AIM: Please rewrite the entries below as a numbered list, leaving out any blank lines.
Start of DATA FOR THIS TASK
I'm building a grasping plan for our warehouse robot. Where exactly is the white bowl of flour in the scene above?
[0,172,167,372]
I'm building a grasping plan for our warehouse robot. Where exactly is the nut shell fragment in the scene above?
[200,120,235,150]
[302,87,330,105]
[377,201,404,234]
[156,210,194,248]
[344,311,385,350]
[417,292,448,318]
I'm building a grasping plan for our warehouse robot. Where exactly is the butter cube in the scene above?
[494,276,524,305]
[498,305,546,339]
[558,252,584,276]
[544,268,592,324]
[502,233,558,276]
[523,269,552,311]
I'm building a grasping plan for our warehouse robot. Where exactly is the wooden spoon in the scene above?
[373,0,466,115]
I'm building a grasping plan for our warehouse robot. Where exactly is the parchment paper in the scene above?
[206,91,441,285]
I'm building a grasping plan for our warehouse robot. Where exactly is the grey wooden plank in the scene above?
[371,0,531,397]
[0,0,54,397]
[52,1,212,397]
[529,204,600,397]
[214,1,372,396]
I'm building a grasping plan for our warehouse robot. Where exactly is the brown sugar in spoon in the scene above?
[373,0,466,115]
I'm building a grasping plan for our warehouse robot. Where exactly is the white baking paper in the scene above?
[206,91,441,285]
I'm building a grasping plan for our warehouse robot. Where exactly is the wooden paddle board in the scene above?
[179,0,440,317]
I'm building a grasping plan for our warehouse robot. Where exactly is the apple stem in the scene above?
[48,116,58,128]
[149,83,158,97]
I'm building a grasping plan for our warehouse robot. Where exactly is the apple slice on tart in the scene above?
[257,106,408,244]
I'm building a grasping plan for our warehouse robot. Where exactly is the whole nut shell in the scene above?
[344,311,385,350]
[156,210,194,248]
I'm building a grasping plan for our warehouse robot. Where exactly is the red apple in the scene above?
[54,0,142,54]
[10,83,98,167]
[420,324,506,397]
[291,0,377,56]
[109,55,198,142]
End of DATA FOR THIS TASK
ANSWER FOR THE TASK:
1. I'm building a grasping plan for our warehouse robot. Where exactly is the white bowl of flour in the scene above?
2. [0,172,167,372]
3. I'm building a grasping plan for our warehouse robot. Where exactly is the nut shell fragment in the scene above?
4. [200,120,235,150]
5. [302,87,330,105]
6. [377,201,404,234]
7. [156,210,194,248]
8. [344,311,385,350]
9. [417,292,448,318]
10. I'm building a grasping plan for our warehouse robot. Where exactly is the butter cube in the scene above?
11. [494,276,524,305]
12. [498,305,546,339]
13. [558,252,584,276]
14. [544,268,592,324]
15. [502,233,558,276]
16. [523,269,552,311]
17. I'm building a grasping plan for our warehouse robot. Where exactly is the wooden spoon in the scene above?
18. [373,0,466,115]
19. I'm building a grasping plan for our warehouse robot. Where exactly is the parchment paper in the scene above?
20. [206,91,441,285]
21. I'm building a grasping plan for our warehouse robot. Where exactly is the grey wooden plank in the scene above?
22. [371,0,531,397]
23. [0,0,54,397]
24. [52,1,212,397]
25. [529,204,600,397]
26. [214,1,372,396]
27. I'm building a grasping plan for our warehouse robot. Where exactly is the brown sugar in spoon in the scene above?
28. [373,0,466,115]
29. I'm building a grasping plan for our warehouse robot. Where exactly is the white baking paper in the scene above?
30. [206,91,441,285]
31. I'm building a grasping plan for our warehouse robot. Where exactly is the wooden paddle board in the scene above?
32. [179,0,440,317]
33. I'm building a grasping plan for our warehouse robot. Where exactly is the apple stem in the scene above?
34. [48,116,58,128]
35. [149,83,158,97]
36. I'm building a grasping plan for our warehouse robot. Where exactly is the apple slice on tart in the scene above?
37. [257,106,408,244]
38. I'm building a grasping plan for our warehouse robot. Where exactly is the whole nut shell in the scene above?
39. [344,311,385,350]
40. [156,210,194,248]
41. I'm building a grasping plan for our warehouse robot. Where exactly is the red apple in the scene above?
42. [54,0,142,54]
43. [10,83,98,167]
44. [420,324,506,397]
45. [291,0,377,56]
46. [109,55,198,142]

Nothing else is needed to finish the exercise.